◆ **EXERCISE PROMPT**
Reproduce the whole of the records exactly, and make sure no picture is carried into the result.

◆ **DATA FOR THIS EXERCISE**

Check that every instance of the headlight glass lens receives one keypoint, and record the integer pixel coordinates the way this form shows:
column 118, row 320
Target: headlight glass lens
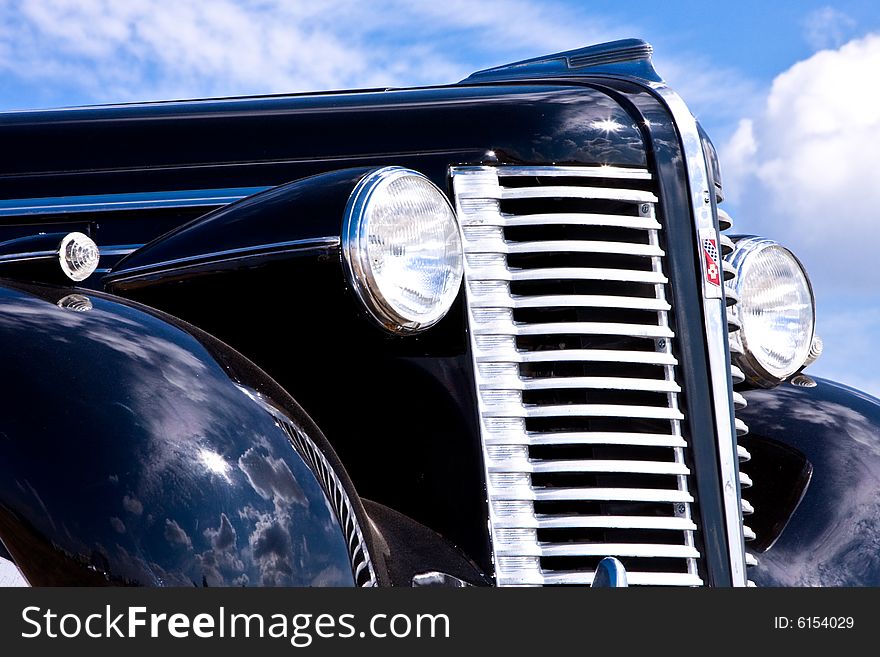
column 776, row 309
column 403, row 249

◆ **TASK ANSWER**
Check that every instance of the headlight glass lens receives one keypoint, and record the integer pixel coordinates the way this form shows:
column 118, row 320
Target: headlight glass lens
column 776, row 309
column 403, row 249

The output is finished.